Print the listing below once more, unchanged.

*** INPUT DATA Section Begins ***

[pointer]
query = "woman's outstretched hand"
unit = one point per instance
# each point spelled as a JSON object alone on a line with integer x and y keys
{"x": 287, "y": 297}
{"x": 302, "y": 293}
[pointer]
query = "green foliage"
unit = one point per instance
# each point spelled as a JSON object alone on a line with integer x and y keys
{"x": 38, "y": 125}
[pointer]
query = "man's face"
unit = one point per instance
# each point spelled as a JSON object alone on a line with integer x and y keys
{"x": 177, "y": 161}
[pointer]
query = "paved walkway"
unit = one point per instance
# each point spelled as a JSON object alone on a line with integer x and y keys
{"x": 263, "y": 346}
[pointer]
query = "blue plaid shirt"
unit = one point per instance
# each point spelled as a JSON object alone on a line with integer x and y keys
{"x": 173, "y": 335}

*** INPUT DATA Section Ends ***

## OUTPUT OF THE TASK
[pointer]
query = "woman's outstretched hand"
unit = one point per instance
# each point spelled as a JSON object alone on a line with integer x and y keys
{"x": 287, "y": 297}
{"x": 302, "y": 293}
[pointer]
query = "green foliage"
unit = one point per instance
# each point spelled as a JSON object alone on a line with integer x and y keys
{"x": 38, "y": 125}
[pointer]
query = "man's face"
unit = one point per instance
# each point spelled as a JSON object alone on a line with integer x and y keys
{"x": 177, "y": 161}
[pointer]
query = "paved walkway"
unit = one point per instance
# each point spelled as a JSON object alone on a line with integer x and y keys
{"x": 263, "y": 346}
[pointer]
query = "blue plaid shirt"
unit = one point per instance
# each point spelled as a JSON object alone on a line with integer x and y keys
{"x": 173, "y": 335}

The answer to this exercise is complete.